Put everything from the start of the records down through the line containing "1153 634 L 1157" into a numbered list, skipping blank lines. Leave the pictures out of your answer.
<<<<
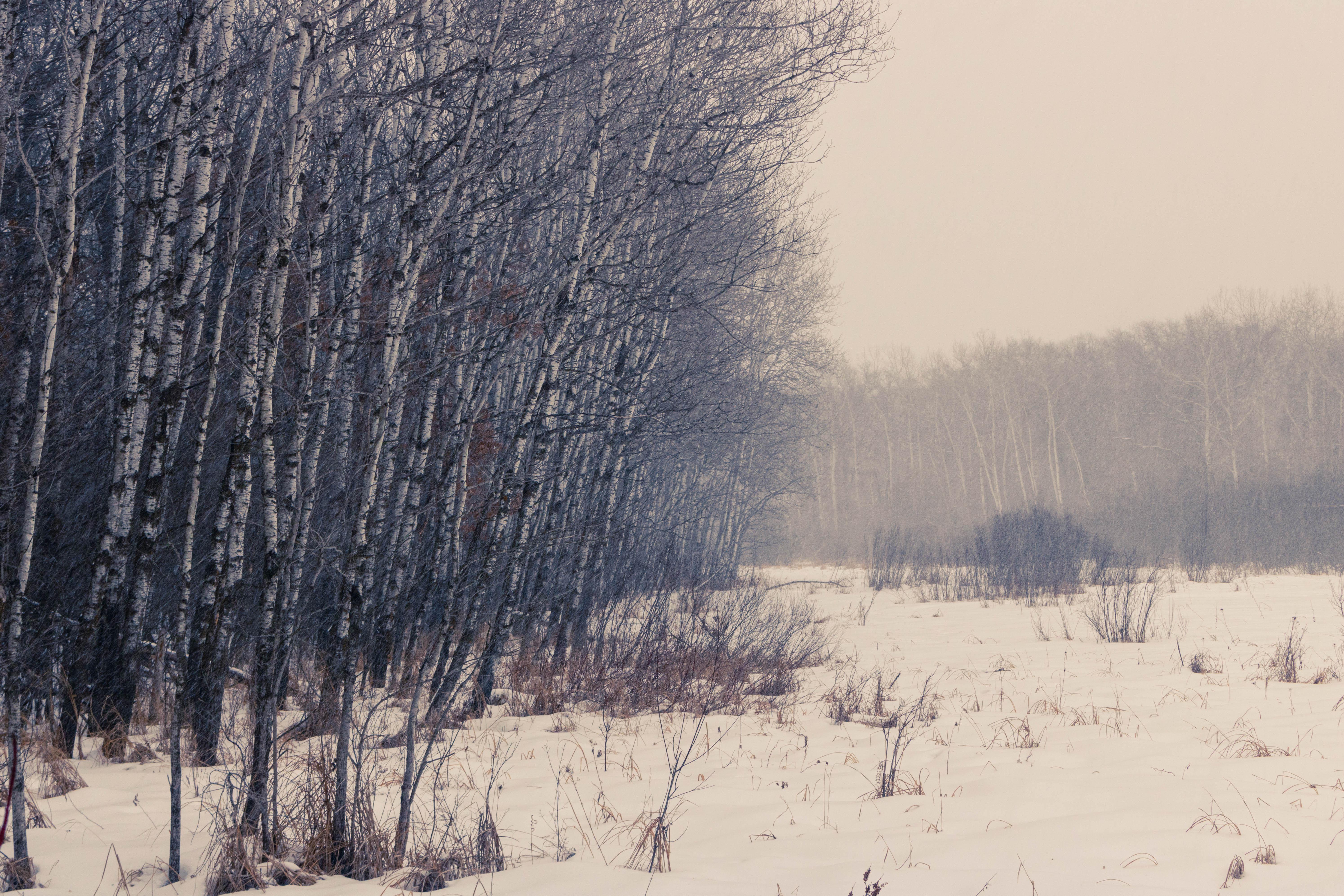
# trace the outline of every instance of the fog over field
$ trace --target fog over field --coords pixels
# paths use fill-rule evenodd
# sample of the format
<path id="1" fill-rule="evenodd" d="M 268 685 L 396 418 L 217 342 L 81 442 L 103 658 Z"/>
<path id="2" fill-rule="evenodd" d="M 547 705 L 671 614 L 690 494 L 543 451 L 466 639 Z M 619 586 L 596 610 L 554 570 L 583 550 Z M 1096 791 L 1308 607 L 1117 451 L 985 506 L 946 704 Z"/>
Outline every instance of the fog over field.
<path id="1" fill-rule="evenodd" d="M 0 0 L 0 891 L 1336 892 L 1341 35 Z"/>

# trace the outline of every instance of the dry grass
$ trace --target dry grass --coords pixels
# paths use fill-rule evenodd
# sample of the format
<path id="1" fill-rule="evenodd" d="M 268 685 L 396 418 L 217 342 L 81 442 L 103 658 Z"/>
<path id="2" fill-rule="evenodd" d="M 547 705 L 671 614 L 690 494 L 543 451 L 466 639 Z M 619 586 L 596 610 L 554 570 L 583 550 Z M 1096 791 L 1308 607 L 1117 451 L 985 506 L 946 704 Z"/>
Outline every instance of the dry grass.
<path id="1" fill-rule="evenodd" d="M 1200 650 L 1189 658 L 1189 670 L 1199 674 L 1222 674 L 1223 661 L 1211 653 Z"/>
<path id="2" fill-rule="evenodd" d="M 1220 834 L 1224 830 L 1230 830 L 1238 837 L 1242 836 L 1241 825 L 1238 825 L 1235 821 L 1232 821 L 1231 818 L 1228 818 L 1222 813 L 1208 813 L 1208 811 L 1200 813 L 1200 815 L 1189 823 L 1189 827 L 1185 829 L 1187 833 L 1192 830 L 1207 830 L 1214 834 Z"/>
<path id="3" fill-rule="evenodd" d="M 1297 617 L 1293 617 L 1293 625 L 1289 626 L 1288 634 L 1279 638 L 1278 643 L 1274 645 L 1274 653 L 1262 664 L 1265 676 L 1270 681 L 1289 684 L 1297 681 L 1297 674 L 1302 669 L 1302 638 L 1305 634 L 1306 630 L 1300 627 Z"/>
<path id="4" fill-rule="evenodd" d="M 504 665 L 509 715 L 566 709 L 743 715 L 794 693 L 800 669 L 829 658 L 833 630 L 806 600 L 759 583 L 667 595 L 606 621 L 605 649 L 555 664 L 523 645 Z M 597 638 L 594 638 L 595 641 Z"/>
<path id="5" fill-rule="evenodd" d="M 1040 732 L 1031 729 L 1030 716 L 1000 719 L 992 728 L 995 733 L 986 747 L 1035 750 L 1040 746 Z"/>
<path id="6" fill-rule="evenodd" d="M 1153 634 L 1157 590 L 1156 572 L 1142 578 L 1137 568 L 1114 567 L 1105 571 L 1079 613 L 1098 641 L 1142 643 Z"/>

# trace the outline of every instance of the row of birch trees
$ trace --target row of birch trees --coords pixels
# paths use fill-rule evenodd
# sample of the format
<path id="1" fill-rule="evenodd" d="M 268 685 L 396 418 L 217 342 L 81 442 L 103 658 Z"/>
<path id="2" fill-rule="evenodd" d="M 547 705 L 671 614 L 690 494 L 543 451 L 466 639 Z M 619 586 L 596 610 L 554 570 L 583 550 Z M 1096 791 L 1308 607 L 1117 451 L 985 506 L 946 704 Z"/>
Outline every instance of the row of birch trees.
<path id="1" fill-rule="evenodd" d="M 517 643 L 731 578 L 831 363 L 800 163 L 883 39 L 863 0 L 3 0 L 15 743 L 116 756 L 152 696 L 177 787 L 246 680 L 263 825 L 302 653 L 339 850 L 362 688 L 478 711 Z"/>
<path id="2" fill-rule="evenodd" d="M 802 555 L 857 559 L 875 527 L 956 540 L 1040 506 L 1193 570 L 1344 563 L 1344 305 L 1325 293 L 871 353 L 823 408 L 789 521 Z"/>

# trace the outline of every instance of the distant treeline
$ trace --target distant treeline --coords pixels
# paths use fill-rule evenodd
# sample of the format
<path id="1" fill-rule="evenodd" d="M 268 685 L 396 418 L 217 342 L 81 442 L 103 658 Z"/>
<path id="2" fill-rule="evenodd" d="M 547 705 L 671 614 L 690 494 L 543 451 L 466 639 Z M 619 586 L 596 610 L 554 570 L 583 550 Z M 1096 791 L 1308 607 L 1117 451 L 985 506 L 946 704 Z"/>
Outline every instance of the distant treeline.
<path id="1" fill-rule="evenodd" d="M 782 555 L 878 527 L 962 541 L 1020 508 L 1191 568 L 1344 563 L 1344 309 L 1239 297 L 1066 343 L 985 339 L 844 368 Z"/>

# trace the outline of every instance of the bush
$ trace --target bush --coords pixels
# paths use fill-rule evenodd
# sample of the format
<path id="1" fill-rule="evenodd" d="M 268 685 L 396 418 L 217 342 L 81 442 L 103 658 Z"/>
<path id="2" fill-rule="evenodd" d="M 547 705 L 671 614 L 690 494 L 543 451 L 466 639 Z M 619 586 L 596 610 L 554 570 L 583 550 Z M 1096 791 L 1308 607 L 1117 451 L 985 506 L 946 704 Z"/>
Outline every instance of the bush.
<path id="1" fill-rule="evenodd" d="M 1101 641 L 1142 643 L 1152 634 L 1156 603 L 1156 572 L 1144 576 L 1130 560 L 1099 575 L 1097 594 L 1083 607 L 1082 617 Z"/>
<path id="2" fill-rule="evenodd" d="M 972 553 L 992 594 L 1034 602 L 1082 591 L 1085 562 L 1107 556 L 1110 545 L 1067 514 L 1032 508 L 977 527 Z"/>
<path id="3" fill-rule="evenodd" d="M 927 551 L 910 529 L 878 527 L 868 549 L 868 587 L 899 588 L 914 578 Z"/>
<path id="4" fill-rule="evenodd" d="M 550 715 L 590 704 L 641 712 L 743 712 L 751 699 L 797 689 L 797 672 L 821 665 L 835 631 L 812 603 L 746 582 L 634 602 L 597 623 L 593 650 L 571 652 L 563 668 L 523 647 L 505 665 L 511 712 Z"/>

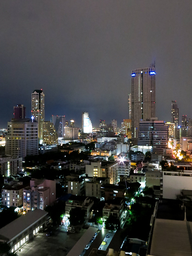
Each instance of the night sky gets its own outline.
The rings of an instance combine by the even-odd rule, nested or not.
[[[87,111],[118,126],[128,118],[132,69],[154,62],[156,115],[170,121],[171,101],[192,118],[191,0],[19,0],[0,2],[0,128],[42,88],[46,120],[81,126]]]

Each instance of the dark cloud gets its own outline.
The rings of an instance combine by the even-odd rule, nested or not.
[[[178,0],[18,0],[0,2],[0,127],[42,88],[46,119],[89,112],[120,124],[128,115],[132,69],[156,60],[156,116],[171,100],[192,118],[192,2]]]

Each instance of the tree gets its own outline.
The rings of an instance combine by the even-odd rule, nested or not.
[[[82,224],[84,222],[85,212],[80,207],[76,207],[71,210],[69,218],[70,223],[73,226]]]
[[[105,227],[110,230],[117,229],[120,226],[118,219],[110,214],[105,223]]]

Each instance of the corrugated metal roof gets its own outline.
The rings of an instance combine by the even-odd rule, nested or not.
[[[0,229],[0,235],[11,240],[48,214],[40,209],[28,212]]]
[[[150,255],[154,256],[192,255],[192,245],[190,240],[192,235],[192,228],[191,222],[156,219]]]

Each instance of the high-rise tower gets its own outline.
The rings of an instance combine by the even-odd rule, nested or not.
[[[155,117],[155,70],[153,64],[149,68],[138,68],[131,75],[132,138],[137,143],[139,122]]]
[[[17,105],[14,107],[14,118],[20,119],[26,118],[26,108],[23,105]]]
[[[179,109],[176,100],[171,102],[171,122],[174,123],[176,127],[179,125]]]
[[[31,114],[38,122],[38,138],[42,138],[43,123],[45,120],[45,95],[42,90],[35,90],[32,95]]]

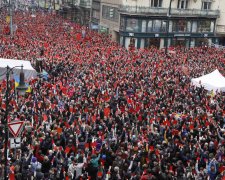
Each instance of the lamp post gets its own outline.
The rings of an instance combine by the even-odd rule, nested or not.
[[[13,35],[13,13],[12,13],[12,0],[9,0],[9,16],[10,16],[10,35]]]
[[[27,86],[25,85],[24,81],[24,72],[23,72],[23,65],[21,66],[15,66],[13,68],[10,68],[9,66],[6,67],[6,93],[5,93],[5,99],[6,99],[6,108],[5,108],[5,118],[3,124],[4,124],[4,131],[5,131],[5,149],[4,149],[4,180],[8,180],[7,177],[7,150],[8,150],[8,140],[9,140],[9,135],[8,135],[8,115],[9,115],[9,95],[10,95],[10,87],[9,87],[9,78],[10,74],[13,72],[14,68],[21,67],[21,72],[20,72],[20,82],[19,86],[16,88],[16,90],[19,92],[19,94],[24,95],[27,90]]]
[[[167,13],[167,23],[166,23],[166,49],[165,49],[165,54],[168,53],[169,18],[170,18],[170,15],[171,15],[171,4],[172,4],[172,0],[170,0],[169,11],[168,11],[168,13]]]

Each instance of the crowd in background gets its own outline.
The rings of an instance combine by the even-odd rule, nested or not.
[[[225,95],[190,81],[215,69],[225,75],[224,50],[129,51],[41,11],[16,11],[13,22],[13,36],[2,28],[0,57],[43,59],[49,77],[29,80],[25,96],[13,94],[11,80],[9,119],[25,122],[21,148],[8,153],[11,179],[224,179]],[[0,177],[3,137],[1,126]]]

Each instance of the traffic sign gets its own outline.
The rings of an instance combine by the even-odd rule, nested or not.
[[[21,147],[21,137],[10,138],[10,148],[16,149]]]
[[[8,123],[9,131],[14,137],[17,137],[23,127],[23,121],[14,121]]]

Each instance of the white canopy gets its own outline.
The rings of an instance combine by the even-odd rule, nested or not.
[[[199,78],[193,78],[191,82],[197,87],[203,86],[208,91],[225,92],[225,77],[220,74],[218,69]]]
[[[37,77],[37,72],[36,70],[31,66],[30,61],[24,61],[24,60],[15,60],[15,59],[4,59],[0,58],[0,74],[3,74],[6,72],[6,67],[9,66],[10,68],[13,69],[13,74],[14,75],[19,75],[21,71],[21,67],[16,67],[16,66],[22,66],[23,65],[23,71],[25,75],[25,79],[29,80],[31,78]],[[6,76],[1,76],[1,79],[5,79]]]

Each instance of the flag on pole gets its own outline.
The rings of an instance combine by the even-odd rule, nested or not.
[[[19,83],[20,83],[20,78],[19,76],[14,76],[14,80],[15,80],[15,88],[17,88],[19,86]],[[31,87],[28,83],[25,83],[26,86],[28,87],[28,89],[26,90],[27,93],[30,93],[31,92]]]

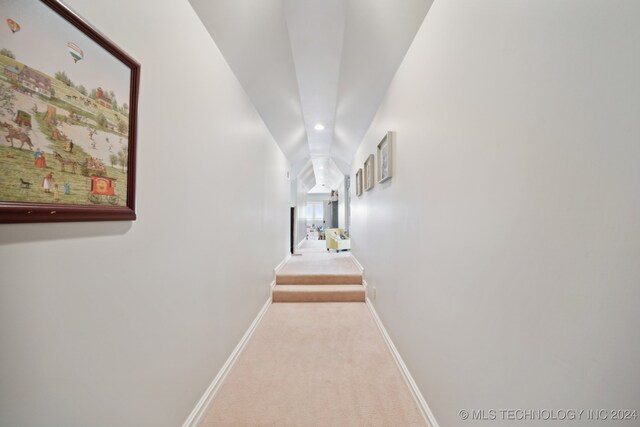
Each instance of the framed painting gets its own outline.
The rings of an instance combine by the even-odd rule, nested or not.
[[[382,138],[382,141],[378,144],[378,183],[391,179],[392,143],[393,133],[387,132],[384,138]]]
[[[134,220],[140,65],[57,0],[0,10],[0,222]]]
[[[356,196],[362,196],[362,168],[356,172]]]
[[[374,178],[374,170],[373,170],[373,164],[374,164],[374,156],[373,154],[370,154],[369,157],[367,157],[367,160],[365,160],[364,162],[364,189],[365,191],[369,191],[373,188],[373,183],[375,181]]]

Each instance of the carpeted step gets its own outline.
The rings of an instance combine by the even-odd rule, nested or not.
[[[277,285],[362,285],[362,273],[278,273]]]
[[[365,302],[365,291],[354,284],[276,285],[273,302]]]

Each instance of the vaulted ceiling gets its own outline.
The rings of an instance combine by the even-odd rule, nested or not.
[[[189,1],[293,176],[337,188],[433,0]]]

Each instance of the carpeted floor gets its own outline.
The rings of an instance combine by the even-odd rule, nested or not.
[[[201,425],[425,423],[364,303],[280,303],[265,314]]]

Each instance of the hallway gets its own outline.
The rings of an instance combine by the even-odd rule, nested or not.
[[[304,276],[313,281],[360,274],[349,253],[329,254],[316,241],[305,241],[301,252],[278,277],[300,283]],[[313,286],[362,287],[298,285]],[[274,290],[274,303],[201,425],[426,424],[364,302],[276,303]]]

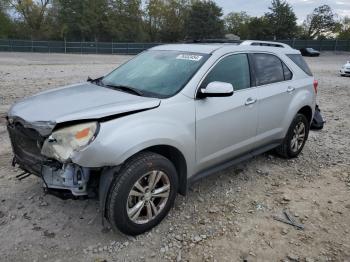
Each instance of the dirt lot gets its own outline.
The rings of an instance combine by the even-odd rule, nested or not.
[[[96,200],[60,200],[36,177],[17,181],[10,104],[127,59],[0,53],[0,261],[350,261],[350,78],[337,74],[349,54],[307,59],[327,124],[298,159],[264,154],[202,180],[137,238],[103,230]],[[273,220],[284,209],[305,230]]]

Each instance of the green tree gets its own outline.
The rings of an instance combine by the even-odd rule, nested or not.
[[[40,38],[47,11],[49,0],[12,0],[12,7],[20,15],[24,25],[30,31],[31,38]]]
[[[297,31],[297,17],[285,0],[272,0],[270,12],[265,16],[274,39],[290,39]]]
[[[8,2],[0,0],[0,38],[8,38],[12,33],[13,22],[7,13]]]
[[[224,21],[221,17],[222,9],[213,1],[195,1],[185,22],[187,38],[192,40],[222,38]]]
[[[346,16],[339,23],[338,39],[350,40],[350,17]]]
[[[337,28],[337,15],[328,5],[322,5],[314,9],[303,23],[305,37],[309,39],[328,35]]]
[[[152,42],[160,41],[165,8],[163,0],[148,0],[146,4],[146,31]]]
[[[175,42],[185,38],[185,20],[189,11],[188,0],[168,0],[163,9],[160,39]]]
[[[143,41],[141,0],[110,0],[108,30],[116,41]]]
[[[248,24],[248,29],[249,39],[271,40],[273,35],[271,25],[266,16],[253,17]]]
[[[241,39],[249,37],[248,24],[251,17],[246,12],[231,12],[225,16],[225,28],[227,33],[235,34]]]

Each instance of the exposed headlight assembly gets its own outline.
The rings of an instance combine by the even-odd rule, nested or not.
[[[44,142],[41,154],[66,162],[73,152],[82,150],[96,137],[98,122],[88,122],[54,131]]]

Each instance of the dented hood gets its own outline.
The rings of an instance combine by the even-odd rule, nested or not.
[[[10,121],[22,122],[46,135],[58,123],[118,116],[159,105],[157,98],[140,97],[87,82],[23,99],[10,108],[8,117]]]

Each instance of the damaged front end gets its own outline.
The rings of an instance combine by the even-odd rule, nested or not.
[[[53,123],[26,123],[8,118],[14,153],[13,165],[43,179],[47,190],[69,190],[74,196],[88,194],[91,170],[71,162],[71,156],[96,137],[99,124],[55,127]]]

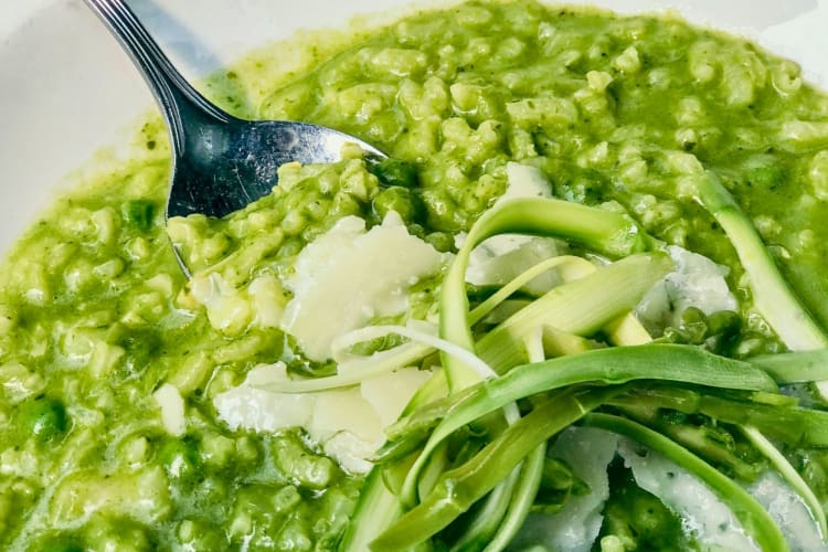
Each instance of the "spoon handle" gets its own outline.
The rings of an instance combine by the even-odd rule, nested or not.
[[[135,61],[167,119],[173,151],[182,155],[187,147],[184,121],[203,125],[233,119],[204,96],[176,70],[132,10],[121,0],[85,0],[120,45]]]

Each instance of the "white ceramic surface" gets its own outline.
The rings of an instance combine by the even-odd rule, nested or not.
[[[205,74],[296,29],[341,26],[440,0],[128,0],[184,74]],[[580,2],[566,2],[580,3]],[[828,0],[598,0],[623,12],[675,8],[800,62],[828,86]],[[116,142],[152,100],[81,0],[0,1],[0,254],[62,178]]]

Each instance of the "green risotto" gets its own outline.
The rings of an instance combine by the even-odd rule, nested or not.
[[[828,550],[828,95],[795,63],[531,1],[306,47],[208,95],[388,159],[164,224],[148,118],[8,255],[0,549]]]

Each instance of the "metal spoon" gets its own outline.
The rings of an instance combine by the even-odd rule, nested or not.
[[[85,0],[132,57],[167,121],[172,170],[167,217],[224,216],[270,192],[288,161],[332,162],[344,144],[376,148],[337,130],[287,120],[244,120],[210,103],[170,63],[121,0]],[[179,264],[189,276],[183,259]]]

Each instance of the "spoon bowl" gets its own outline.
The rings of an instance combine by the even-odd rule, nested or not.
[[[187,82],[123,0],[85,2],[130,55],[167,123],[172,145],[167,219],[220,217],[244,209],[277,184],[280,164],[332,162],[346,144],[385,157],[370,144],[320,125],[230,115]],[[176,256],[189,276],[178,251]]]

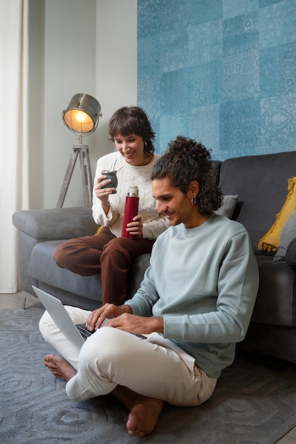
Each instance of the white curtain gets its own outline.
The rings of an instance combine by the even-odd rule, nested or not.
[[[18,289],[11,217],[28,208],[28,1],[0,0],[0,293]]]

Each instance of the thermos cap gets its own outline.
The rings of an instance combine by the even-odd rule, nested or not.
[[[138,197],[138,187],[136,187],[136,185],[133,187],[130,187],[128,188],[128,196],[133,196],[134,197]]]

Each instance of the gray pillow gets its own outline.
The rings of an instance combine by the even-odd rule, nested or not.
[[[228,217],[229,219],[231,219],[236,209],[239,194],[234,194],[233,196],[231,194],[226,194],[226,196],[223,196],[221,206],[214,212],[216,213],[216,214],[225,216]]]
[[[280,244],[278,248],[278,251],[274,255],[273,259],[275,260],[285,260],[286,255],[287,252],[287,248],[290,243],[292,244],[292,240],[296,238],[296,210],[292,213],[291,216],[285,223],[283,227],[282,233],[280,234]],[[289,260],[292,262],[292,251],[295,247],[291,245],[291,250],[289,253]],[[296,257],[294,260],[296,262]],[[288,264],[290,265],[290,264]],[[293,265],[292,265],[293,266]]]

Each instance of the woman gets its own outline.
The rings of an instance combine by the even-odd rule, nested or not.
[[[100,226],[94,235],[70,239],[55,250],[59,267],[82,276],[101,274],[103,304],[122,304],[127,297],[128,272],[131,260],[150,252],[156,238],[168,226],[158,213],[152,196],[152,169],[160,157],[154,154],[155,133],[144,111],[138,106],[117,110],[109,123],[109,133],[117,151],[99,159],[93,189],[92,215]],[[102,171],[117,172],[118,186],[104,188],[111,181]],[[128,188],[139,190],[138,214],[128,224],[133,239],[123,238],[121,226]]]

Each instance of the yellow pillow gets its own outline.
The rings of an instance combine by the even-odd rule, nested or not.
[[[271,228],[263,235],[258,244],[258,250],[276,251],[280,244],[280,234],[285,223],[292,213],[296,209],[296,177],[288,180],[288,193],[286,201]]]

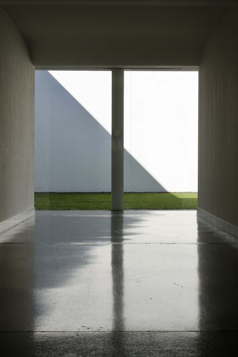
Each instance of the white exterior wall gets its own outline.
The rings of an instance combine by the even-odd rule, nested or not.
[[[111,191],[111,73],[37,71],[35,192]],[[198,72],[126,71],[124,191],[197,190]]]

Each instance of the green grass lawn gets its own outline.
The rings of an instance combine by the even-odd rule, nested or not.
[[[126,193],[126,210],[195,209],[197,193]],[[37,193],[36,210],[110,210],[111,193]]]

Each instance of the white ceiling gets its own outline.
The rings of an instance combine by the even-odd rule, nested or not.
[[[197,67],[207,40],[237,3],[0,0],[42,68]]]

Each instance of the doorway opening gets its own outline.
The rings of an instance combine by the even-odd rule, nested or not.
[[[198,74],[125,70],[124,209],[196,208]],[[36,209],[111,209],[112,80],[36,71]]]

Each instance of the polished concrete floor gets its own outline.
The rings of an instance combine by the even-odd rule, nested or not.
[[[37,211],[0,234],[1,357],[238,356],[238,240],[196,214]]]

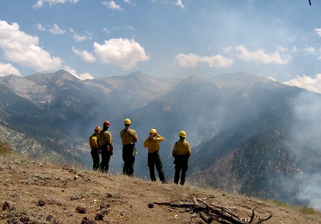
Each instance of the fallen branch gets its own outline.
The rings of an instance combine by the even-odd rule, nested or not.
[[[205,199],[194,198],[194,203],[189,203],[187,200],[182,203],[174,203],[170,202],[154,202],[154,204],[169,206],[172,208],[185,208],[192,209],[194,212],[200,214],[200,217],[205,223],[211,223],[212,220],[221,223],[228,223],[232,224],[251,224],[254,218],[254,211],[252,210],[252,215],[249,218],[244,219],[240,215],[232,212],[231,209],[237,210],[237,208],[228,207],[212,205],[204,201],[211,196]],[[192,218],[196,216],[194,214]],[[259,220],[256,224],[259,224],[268,220],[272,217],[271,215],[269,217],[264,219],[259,218]]]

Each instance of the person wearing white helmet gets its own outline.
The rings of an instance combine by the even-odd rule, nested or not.
[[[191,147],[190,144],[185,140],[186,132],[181,131],[178,134],[179,140],[175,143],[172,155],[175,158],[175,175],[174,183],[177,185],[179,182],[181,171],[181,181],[180,184],[184,185],[185,183],[186,172],[188,169],[188,159],[191,156]]]
[[[108,173],[110,157],[114,154],[113,136],[108,131],[109,127],[110,127],[109,121],[105,121],[103,124],[103,130],[100,131],[97,138],[98,147],[101,152],[101,162],[99,169],[103,173]]]
[[[164,137],[159,135],[156,129],[153,128],[149,132],[148,138],[144,142],[144,147],[148,148],[147,165],[149,167],[149,174],[152,181],[156,181],[154,166],[158,172],[160,180],[163,183],[166,183],[162,164],[160,156],[160,143],[164,140]]]
[[[99,132],[101,131],[101,128],[97,126],[94,130],[94,133],[89,137],[89,146],[90,147],[90,154],[92,157],[92,169],[96,170],[99,168],[99,161],[100,158],[99,157],[99,149],[98,145],[97,144],[97,136],[98,136]]]
[[[124,162],[122,174],[129,176],[134,175],[135,156],[137,153],[135,143],[138,140],[136,131],[129,127],[131,124],[130,120],[125,119],[125,128],[120,132],[122,145],[122,160]]]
>>>>
RESPONSE
1. # trace the outline of every instance of the fog over field
2. $ trace --target fog over field --coords pixels
3. # paths use fill-rule evenodd
4. # sample of the format
5. <path id="1" fill-rule="evenodd" d="M 268 685 L 396 418 L 217 342 L 81 442 L 103 658 Z"/>
6. <path id="2" fill-rule="evenodd" d="M 547 705 L 671 614 L 690 494 L 543 451 L 466 639 Z M 619 586 L 596 610 L 554 570 L 583 550 Z M 1096 791 L 1308 607 L 1117 451 L 985 506 L 946 704 Z"/>
7. Outline every instance of the fog over field.
8. <path id="1" fill-rule="evenodd" d="M 0 0 L 0 891 L 1336 892 L 1341 35 Z"/>
9. # trace the outline of every instance of the dry grass
10. $ trace --target dry grass --coords pixels
11. # paths use fill-rule evenodd
12. # sample of the format
13. <path id="1" fill-rule="evenodd" d="M 268 685 L 396 418 L 217 342 L 81 442 L 103 658 Z"/>
14. <path id="2" fill-rule="evenodd" d="M 547 705 L 671 614 L 690 494 L 543 451 L 466 639 Z M 619 586 L 596 610 L 554 570 L 583 550 Z M 1096 791 L 1308 607 L 1117 451 L 985 506 L 946 704 Z"/>
15. Outline every instance of the dry grass.
16. <path id="1" fill-rule="evenodd" d="M 1200 650 L 1189 658 L 1189 670 L 1199 674 L 1222 674 L 1223 661 L 1211 653 Z"/>
17. <path id="2" fill-rule="evenodd" d="M 1220 834 L 1224 830 L 1230 830 L 1238 837 L 1242 836 L 1241 825 L 1238 825 L 1235 821 L 1232 821 L 1231 818 L 1228 818 L 1222 813 L 1208 813 L 1208 811 L 1200 813 L 1200 815 L 1189 823 L 1189 827 L 1185 829 L 1187 833 L 1192 830 L 1207 830 L 1214 834 Z"/>
18. <path id="3" fill-rule="evenodd" d="M 1297 617 L 1293 617 L 1293 625 L 1289 626 L 1288 634 L 1279 638 L 1278 643 L 1274 645 L 1274 653 L 1262 664 L 1265 676 L 1270 681 L 1289 684 L 1297 681 L 1297 674 L 1302 669 L 1302 638 L 1305 634 L 1306 630 L 1300 627 Z"/>
19. <path id="4" fill-rule="evenodd" d="M 504 665 L 509 715 L 566 709 L 743 715 L 794 693 L 800 669 L 829 658 L 833 630 L 806 600 L 759 583 L 667 595 L 606 621 L 605 649 L 555 664 L 523 645 Z M 597 638 L 594 638 L 595 641 Z"/>
20. <path id="5" fill-rule="evenodd" d="M 1040 732 L 1031 729 L 1030 716 L 1000 719 L 992 728 L 995 733 L 986 747 L 1035 750 L 1040 746 Z"/>
21. <path id="6" fill-rule="evenodd" d="M 1153 634 L 1157 590 L 1156 572 L 1142 578 L 1137 568 L 1114 567 L 1105 571 L 1079 613 L 1098 641 L 1142 643 Z"/>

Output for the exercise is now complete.